WHAT THE TASK ASKS: Present every line from the one containing "Query: dense vegetation" down through the end of the listing as a numbered list, omitting any blank lines.

DATA LINES:
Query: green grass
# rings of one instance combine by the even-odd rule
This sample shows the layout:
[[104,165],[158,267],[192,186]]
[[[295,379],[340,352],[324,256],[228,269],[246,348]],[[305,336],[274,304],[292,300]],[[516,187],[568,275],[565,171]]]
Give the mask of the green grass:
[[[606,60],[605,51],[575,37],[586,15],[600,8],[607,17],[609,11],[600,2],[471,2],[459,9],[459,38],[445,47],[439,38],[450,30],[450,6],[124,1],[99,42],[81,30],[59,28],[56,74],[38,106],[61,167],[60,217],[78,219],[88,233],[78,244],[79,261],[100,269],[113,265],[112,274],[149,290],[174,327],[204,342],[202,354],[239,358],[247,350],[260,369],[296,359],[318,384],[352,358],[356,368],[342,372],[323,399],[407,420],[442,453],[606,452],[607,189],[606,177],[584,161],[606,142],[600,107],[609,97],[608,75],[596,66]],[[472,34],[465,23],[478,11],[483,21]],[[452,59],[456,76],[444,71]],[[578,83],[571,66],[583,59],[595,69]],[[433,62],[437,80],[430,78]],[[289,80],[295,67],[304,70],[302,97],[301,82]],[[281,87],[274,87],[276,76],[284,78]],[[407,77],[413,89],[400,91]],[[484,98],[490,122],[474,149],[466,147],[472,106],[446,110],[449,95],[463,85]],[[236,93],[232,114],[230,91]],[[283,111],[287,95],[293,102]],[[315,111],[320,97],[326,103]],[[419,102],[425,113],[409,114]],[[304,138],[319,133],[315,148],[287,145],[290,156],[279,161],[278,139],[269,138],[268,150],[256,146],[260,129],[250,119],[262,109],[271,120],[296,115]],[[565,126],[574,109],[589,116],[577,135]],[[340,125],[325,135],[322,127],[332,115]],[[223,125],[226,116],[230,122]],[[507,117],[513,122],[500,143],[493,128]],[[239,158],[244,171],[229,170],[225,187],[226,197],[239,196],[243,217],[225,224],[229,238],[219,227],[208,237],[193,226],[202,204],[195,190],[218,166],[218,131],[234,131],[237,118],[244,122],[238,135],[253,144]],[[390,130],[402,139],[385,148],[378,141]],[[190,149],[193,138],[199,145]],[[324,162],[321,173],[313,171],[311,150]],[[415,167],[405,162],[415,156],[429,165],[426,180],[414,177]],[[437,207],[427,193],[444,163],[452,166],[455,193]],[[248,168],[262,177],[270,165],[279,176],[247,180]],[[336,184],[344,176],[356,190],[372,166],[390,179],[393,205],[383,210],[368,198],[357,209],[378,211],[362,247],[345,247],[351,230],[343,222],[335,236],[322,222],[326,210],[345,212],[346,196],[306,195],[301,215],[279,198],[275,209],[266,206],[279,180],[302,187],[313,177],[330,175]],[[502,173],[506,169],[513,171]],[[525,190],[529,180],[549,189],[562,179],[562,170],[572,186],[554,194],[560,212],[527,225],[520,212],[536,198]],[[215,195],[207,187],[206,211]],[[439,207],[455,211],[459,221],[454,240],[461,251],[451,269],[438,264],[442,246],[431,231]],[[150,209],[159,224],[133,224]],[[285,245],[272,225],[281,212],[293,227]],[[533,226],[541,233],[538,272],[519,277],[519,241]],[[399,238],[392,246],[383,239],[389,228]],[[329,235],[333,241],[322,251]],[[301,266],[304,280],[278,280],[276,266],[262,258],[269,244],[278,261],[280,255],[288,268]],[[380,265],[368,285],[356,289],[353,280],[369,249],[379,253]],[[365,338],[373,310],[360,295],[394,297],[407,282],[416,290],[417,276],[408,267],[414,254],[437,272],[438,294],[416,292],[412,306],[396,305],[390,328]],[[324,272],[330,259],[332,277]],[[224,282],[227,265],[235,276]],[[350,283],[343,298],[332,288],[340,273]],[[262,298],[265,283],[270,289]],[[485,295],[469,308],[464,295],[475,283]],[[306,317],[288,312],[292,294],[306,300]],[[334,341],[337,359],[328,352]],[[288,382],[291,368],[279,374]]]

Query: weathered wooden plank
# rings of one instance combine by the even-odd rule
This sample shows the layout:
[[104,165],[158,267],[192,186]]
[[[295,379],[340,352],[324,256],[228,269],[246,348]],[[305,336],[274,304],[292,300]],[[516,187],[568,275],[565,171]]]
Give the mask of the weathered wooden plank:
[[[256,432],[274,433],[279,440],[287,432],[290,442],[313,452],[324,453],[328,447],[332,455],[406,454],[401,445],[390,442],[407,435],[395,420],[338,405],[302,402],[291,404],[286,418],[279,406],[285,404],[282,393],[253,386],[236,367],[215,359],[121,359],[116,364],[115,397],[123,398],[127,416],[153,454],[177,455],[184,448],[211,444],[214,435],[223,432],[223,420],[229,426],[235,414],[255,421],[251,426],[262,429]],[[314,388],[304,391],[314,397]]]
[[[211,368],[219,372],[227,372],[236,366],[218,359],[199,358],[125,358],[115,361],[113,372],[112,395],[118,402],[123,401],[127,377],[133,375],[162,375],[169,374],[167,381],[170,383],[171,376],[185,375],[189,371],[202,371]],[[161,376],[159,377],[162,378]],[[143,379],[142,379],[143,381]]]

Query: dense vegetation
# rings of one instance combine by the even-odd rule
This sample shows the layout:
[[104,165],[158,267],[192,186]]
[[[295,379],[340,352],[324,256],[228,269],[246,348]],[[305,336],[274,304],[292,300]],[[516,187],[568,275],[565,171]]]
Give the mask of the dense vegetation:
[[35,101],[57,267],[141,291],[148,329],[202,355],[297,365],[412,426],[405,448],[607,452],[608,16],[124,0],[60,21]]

COMPLETED EXERCISE:
1. Query: dense vegetation
2. # rings of one instance combine by the even-odd rule
3. This sample shows the layout:
4. [[104,165],[158,267],[192,186]]
5. [[[295,379],[340,352],[324,256],[228,269],[246,348]],[[305,336],[274,304],[292,300]],[[516,187],[568,275],[565,171]]]
6. Give the mask of the dense vegetation:
7. [[35,101],[57,267],[141,291],[148,329],[202,355],[297,365],[412,426],[405,448],[607,452],[608,16],[124,0],[60,21]]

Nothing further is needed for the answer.